What is required: Write down exactly the line where "the white sky." occurs and every line that follows it through the end of the material below; include nothing else.

Input:
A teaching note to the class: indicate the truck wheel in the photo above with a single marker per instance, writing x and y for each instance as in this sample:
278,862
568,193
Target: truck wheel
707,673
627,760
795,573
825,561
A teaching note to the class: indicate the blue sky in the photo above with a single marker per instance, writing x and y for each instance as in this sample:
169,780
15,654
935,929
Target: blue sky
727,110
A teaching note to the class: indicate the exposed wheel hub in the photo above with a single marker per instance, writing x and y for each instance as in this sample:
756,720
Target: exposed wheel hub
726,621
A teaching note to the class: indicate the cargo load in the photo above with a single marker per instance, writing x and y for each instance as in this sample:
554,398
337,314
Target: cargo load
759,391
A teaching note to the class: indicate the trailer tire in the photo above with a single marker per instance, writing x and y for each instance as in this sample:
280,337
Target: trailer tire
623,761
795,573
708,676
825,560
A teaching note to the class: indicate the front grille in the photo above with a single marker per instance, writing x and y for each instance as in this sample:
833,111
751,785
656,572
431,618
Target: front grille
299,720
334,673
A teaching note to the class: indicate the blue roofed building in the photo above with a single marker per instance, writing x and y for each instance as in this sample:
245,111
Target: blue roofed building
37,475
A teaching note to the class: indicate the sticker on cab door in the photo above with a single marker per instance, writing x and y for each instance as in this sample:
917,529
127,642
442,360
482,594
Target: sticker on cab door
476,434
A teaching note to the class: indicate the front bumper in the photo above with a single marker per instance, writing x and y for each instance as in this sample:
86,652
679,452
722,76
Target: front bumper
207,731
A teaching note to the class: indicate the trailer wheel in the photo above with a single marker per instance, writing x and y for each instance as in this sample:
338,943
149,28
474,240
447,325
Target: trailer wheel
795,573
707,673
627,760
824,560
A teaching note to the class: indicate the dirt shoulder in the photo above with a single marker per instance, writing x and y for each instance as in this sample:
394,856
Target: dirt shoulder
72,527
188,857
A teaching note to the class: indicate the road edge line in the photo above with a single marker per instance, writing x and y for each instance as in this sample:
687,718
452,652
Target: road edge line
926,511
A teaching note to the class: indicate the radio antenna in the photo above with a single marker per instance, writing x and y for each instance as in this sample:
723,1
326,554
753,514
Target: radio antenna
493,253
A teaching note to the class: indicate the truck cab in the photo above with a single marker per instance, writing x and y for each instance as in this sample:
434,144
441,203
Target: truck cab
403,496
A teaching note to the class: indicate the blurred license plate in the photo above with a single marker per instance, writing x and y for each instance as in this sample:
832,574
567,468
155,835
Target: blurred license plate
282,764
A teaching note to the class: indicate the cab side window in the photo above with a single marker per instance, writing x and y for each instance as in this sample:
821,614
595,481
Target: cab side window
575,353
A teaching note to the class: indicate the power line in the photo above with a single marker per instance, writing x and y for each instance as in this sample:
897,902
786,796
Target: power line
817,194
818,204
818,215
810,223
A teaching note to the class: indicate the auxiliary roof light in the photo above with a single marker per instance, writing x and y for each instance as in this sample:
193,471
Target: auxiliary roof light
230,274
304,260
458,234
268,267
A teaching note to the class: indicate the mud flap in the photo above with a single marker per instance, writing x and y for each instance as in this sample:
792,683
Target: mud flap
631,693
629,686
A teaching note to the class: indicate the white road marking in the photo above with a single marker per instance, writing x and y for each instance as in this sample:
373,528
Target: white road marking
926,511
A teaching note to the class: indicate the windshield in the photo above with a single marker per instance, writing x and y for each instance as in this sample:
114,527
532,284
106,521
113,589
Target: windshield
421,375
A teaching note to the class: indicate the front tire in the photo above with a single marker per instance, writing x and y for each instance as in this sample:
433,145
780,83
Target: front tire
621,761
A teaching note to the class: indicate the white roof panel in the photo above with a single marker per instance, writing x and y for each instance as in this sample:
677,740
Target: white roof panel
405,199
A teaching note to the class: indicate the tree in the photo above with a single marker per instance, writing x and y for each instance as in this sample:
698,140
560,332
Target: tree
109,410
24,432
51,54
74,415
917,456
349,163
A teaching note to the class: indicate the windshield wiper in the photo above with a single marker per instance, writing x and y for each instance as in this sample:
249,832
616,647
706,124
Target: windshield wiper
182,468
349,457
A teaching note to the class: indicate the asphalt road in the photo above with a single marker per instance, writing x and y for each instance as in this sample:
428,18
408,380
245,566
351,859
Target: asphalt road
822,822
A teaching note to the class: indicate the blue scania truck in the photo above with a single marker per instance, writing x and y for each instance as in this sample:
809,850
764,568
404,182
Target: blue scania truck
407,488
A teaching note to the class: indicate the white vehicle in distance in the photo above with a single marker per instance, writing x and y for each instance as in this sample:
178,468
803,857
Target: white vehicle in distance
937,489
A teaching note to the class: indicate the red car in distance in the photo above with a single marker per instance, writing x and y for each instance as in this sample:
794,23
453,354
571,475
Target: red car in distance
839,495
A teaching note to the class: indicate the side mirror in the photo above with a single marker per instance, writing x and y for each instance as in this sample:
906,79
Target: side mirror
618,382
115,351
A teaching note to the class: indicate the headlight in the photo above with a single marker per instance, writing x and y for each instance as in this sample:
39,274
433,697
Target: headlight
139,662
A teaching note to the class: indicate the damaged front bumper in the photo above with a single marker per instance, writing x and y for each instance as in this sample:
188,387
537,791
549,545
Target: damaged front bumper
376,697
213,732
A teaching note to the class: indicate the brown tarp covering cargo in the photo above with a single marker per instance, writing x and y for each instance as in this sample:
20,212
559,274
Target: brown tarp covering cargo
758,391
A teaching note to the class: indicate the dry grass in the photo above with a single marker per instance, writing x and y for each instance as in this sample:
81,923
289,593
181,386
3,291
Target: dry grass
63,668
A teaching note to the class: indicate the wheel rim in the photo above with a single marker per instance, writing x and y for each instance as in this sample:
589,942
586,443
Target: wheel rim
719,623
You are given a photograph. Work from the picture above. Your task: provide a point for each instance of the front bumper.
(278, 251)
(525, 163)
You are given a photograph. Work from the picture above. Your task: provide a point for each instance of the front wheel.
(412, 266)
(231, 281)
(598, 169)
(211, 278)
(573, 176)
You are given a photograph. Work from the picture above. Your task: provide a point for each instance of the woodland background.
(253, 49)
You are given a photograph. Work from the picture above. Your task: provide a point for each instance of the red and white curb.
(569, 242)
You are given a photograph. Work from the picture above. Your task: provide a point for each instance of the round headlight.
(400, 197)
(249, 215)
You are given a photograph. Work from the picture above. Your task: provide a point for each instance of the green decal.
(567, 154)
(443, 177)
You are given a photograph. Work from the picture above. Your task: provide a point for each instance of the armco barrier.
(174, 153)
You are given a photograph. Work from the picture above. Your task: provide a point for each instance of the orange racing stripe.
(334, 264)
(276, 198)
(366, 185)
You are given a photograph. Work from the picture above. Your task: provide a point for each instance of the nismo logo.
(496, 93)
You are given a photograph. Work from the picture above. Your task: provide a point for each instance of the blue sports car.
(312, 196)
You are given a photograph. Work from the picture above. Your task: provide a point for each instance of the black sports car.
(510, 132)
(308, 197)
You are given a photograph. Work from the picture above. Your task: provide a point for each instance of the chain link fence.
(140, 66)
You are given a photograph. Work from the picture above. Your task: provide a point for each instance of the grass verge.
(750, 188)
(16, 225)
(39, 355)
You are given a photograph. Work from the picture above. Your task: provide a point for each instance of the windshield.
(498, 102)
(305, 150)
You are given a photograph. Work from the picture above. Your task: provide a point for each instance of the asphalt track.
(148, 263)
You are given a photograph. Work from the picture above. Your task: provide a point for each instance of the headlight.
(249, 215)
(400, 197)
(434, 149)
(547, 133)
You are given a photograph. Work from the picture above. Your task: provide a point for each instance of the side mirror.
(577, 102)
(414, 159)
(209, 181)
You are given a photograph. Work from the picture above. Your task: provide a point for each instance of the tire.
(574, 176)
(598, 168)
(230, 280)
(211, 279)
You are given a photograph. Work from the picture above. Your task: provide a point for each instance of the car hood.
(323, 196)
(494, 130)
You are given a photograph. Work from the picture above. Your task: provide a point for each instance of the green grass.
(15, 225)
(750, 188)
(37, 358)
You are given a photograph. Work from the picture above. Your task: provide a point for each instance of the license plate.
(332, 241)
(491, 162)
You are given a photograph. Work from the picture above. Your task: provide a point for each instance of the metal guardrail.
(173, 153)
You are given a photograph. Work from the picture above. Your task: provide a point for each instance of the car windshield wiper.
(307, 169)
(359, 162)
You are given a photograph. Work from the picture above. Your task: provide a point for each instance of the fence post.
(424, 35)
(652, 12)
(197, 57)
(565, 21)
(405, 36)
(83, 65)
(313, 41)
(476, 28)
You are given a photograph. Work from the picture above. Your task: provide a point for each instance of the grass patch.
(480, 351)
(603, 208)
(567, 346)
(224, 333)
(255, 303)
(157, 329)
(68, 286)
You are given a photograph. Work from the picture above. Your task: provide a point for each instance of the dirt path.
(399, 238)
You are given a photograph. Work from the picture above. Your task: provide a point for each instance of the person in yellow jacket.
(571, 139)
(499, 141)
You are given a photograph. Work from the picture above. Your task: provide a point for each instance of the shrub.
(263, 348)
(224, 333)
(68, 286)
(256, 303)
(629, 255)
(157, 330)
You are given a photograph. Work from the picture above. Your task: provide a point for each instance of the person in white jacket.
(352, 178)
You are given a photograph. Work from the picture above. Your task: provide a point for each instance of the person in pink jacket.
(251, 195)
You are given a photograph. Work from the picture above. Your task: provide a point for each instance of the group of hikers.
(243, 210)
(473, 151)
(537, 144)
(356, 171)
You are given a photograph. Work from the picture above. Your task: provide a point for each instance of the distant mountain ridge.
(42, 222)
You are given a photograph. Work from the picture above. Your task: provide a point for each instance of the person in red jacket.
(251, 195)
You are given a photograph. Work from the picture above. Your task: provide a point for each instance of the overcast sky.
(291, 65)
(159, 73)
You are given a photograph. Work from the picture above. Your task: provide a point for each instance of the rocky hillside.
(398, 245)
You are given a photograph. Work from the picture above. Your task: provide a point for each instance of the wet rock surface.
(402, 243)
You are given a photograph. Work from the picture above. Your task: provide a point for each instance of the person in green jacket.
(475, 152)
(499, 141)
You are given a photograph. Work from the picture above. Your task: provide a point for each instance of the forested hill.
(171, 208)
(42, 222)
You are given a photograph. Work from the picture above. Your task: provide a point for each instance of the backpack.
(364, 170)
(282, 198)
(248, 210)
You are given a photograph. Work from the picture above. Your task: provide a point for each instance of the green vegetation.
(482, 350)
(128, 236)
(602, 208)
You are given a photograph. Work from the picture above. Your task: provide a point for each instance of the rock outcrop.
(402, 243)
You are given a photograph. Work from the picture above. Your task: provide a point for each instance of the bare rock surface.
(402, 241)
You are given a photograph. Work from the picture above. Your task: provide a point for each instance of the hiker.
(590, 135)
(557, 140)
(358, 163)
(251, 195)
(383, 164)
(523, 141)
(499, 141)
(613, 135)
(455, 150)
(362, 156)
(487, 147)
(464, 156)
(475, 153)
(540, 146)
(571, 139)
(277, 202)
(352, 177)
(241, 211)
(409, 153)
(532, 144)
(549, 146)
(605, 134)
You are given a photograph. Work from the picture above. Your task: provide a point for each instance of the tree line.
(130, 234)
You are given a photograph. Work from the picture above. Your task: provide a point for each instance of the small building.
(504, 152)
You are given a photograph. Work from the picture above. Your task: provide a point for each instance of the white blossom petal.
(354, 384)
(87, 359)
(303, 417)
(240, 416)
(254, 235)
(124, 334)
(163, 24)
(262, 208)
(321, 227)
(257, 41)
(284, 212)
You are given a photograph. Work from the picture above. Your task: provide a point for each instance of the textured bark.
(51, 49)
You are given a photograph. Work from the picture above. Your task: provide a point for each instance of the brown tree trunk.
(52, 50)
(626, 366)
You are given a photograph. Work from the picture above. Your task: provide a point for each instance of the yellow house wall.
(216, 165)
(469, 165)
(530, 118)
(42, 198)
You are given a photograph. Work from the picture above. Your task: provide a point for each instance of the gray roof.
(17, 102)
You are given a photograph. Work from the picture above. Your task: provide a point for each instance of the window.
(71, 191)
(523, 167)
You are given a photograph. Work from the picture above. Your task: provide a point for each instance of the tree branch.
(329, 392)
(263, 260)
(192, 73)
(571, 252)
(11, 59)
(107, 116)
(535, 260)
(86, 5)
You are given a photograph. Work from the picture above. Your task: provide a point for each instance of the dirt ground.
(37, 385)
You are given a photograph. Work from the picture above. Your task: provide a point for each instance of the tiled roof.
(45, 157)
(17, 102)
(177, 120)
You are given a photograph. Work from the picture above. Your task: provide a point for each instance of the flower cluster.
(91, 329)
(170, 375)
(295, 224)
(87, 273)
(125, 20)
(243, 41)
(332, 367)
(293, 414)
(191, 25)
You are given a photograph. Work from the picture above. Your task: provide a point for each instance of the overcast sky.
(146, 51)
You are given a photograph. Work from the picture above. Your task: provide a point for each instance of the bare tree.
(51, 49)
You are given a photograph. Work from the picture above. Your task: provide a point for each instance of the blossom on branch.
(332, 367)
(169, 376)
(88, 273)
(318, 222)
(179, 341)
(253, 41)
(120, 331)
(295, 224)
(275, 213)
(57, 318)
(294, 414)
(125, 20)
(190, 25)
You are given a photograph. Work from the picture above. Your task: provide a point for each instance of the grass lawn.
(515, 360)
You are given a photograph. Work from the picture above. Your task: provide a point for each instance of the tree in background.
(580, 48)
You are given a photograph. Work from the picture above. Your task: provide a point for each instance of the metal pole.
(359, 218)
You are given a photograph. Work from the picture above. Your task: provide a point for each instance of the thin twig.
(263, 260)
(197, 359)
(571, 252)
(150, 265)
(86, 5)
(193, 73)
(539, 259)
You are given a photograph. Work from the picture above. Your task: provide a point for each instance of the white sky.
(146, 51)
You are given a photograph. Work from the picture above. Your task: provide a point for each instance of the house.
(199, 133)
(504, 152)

Task solution:
You are given a photograph. Work from the picture above. Your task: provide a point for each instance of the white sky.
(146, 51)
You are given a photograph. Work from the picture above. Your task: provide a point for each instance of the house.
(199, 133)
(504, 152)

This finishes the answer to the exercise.